Parse HTML using shell - bash

I have a HTML with lots of data and part I am interested in:
<tr valign=top>
<td><b>Total</b></td>
<td align=right><b>54</b></td>
<td align=right><b>1</b></td>
<td align=right>0 (0/0)</td>
<td align=right><b>0</b></td>
</tr>
I try to use awk which now is:
awk -F "</*b>|</td>" '/<[b]>.*[0-9]/ {print $1, $2, $3 }' "index.html"
but what I want is to have:
54
1
0
0
Right now I am getting:
'<td align=right> 54'
'<td align=right> 1'
'<td align=right> 0'
Any suggestions?

awk is not an HTML parser. Use xpath or even xslt for that. xmllint is a commandline tool which is able to execute XPath queries and xsltproc can be used to perform XSL transformations. Both tools belong to the package libxml2-utils.

____

- **WORK INSTRUCTIONS**: In the bash HTML thread, which package includes both xmllint and xsltproc? Answer using only the bash HTML thread.

- **RECORD EXTRACTS**:
____

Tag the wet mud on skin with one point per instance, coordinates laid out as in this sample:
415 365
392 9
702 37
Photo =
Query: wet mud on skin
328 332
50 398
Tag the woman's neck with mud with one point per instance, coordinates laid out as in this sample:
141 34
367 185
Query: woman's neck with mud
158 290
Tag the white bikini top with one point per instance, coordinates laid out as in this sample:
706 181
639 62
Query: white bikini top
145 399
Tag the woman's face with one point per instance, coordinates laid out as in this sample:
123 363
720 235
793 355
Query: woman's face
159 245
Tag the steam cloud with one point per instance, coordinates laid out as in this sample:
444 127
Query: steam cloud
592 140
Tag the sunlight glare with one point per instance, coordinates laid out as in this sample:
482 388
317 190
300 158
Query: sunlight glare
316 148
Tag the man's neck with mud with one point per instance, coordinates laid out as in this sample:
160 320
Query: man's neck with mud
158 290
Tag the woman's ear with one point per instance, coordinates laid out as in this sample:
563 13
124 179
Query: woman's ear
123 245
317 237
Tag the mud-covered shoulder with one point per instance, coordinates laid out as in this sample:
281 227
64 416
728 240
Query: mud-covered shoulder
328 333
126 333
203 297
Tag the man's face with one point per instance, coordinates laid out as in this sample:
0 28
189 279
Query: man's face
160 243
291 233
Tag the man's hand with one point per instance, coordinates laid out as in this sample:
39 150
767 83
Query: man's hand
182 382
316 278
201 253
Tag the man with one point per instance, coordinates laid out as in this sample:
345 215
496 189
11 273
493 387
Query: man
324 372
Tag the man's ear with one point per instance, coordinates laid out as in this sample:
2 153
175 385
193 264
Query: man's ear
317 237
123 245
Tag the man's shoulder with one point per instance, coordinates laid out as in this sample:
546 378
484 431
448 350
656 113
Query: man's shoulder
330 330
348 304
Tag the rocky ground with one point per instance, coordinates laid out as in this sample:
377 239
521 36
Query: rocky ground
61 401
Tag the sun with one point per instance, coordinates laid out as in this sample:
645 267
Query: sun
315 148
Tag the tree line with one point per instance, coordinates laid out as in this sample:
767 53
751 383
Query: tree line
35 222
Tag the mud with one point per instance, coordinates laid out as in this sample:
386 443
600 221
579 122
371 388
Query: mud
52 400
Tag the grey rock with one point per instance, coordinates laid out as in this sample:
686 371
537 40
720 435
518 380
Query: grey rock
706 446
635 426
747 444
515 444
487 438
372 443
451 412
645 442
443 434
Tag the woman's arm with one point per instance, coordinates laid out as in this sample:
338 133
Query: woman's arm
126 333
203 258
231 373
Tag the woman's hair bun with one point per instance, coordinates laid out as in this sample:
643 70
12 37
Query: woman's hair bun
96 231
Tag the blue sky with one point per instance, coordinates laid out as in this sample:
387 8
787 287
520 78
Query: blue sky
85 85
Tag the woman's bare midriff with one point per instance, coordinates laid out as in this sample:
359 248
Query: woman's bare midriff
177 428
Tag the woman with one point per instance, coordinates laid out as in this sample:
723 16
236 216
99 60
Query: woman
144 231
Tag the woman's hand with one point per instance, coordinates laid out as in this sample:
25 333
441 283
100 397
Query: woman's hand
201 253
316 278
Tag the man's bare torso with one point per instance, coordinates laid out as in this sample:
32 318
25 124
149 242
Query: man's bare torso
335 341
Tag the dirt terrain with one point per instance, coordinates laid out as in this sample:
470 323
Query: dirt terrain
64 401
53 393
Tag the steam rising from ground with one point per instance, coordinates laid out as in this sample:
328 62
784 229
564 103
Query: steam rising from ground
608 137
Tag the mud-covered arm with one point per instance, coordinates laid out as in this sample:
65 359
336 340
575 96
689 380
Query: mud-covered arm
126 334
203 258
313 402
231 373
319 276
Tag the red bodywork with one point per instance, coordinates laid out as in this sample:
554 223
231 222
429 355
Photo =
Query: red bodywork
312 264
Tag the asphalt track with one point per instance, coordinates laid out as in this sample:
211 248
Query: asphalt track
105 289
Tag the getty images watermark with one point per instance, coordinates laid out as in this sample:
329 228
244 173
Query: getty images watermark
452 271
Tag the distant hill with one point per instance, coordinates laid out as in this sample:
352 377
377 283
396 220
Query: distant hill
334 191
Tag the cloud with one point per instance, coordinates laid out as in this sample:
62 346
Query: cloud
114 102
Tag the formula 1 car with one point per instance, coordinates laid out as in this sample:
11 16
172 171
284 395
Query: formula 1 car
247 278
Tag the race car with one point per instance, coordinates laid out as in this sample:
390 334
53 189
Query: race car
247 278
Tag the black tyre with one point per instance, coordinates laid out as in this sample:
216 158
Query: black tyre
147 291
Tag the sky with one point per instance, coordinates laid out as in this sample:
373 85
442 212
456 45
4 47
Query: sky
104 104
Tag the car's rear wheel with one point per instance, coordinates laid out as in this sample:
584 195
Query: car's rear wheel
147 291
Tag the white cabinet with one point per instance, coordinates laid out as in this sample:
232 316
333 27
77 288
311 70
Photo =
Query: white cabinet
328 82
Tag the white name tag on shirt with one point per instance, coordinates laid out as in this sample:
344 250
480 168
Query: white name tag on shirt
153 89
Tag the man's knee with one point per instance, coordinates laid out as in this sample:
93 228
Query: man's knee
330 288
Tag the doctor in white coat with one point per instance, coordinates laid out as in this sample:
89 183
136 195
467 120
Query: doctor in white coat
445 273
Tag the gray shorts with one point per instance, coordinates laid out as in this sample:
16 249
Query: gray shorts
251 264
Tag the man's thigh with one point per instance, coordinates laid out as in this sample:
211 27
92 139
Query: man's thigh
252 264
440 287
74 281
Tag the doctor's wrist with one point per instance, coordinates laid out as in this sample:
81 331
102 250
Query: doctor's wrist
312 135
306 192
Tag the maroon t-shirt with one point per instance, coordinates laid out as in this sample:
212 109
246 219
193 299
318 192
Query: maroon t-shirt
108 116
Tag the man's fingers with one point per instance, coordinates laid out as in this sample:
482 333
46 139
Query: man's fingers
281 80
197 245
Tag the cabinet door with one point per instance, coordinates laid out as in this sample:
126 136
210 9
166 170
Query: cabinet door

____

- **EXPECTED ANSWER**: Both belong to the libxml2-utils package.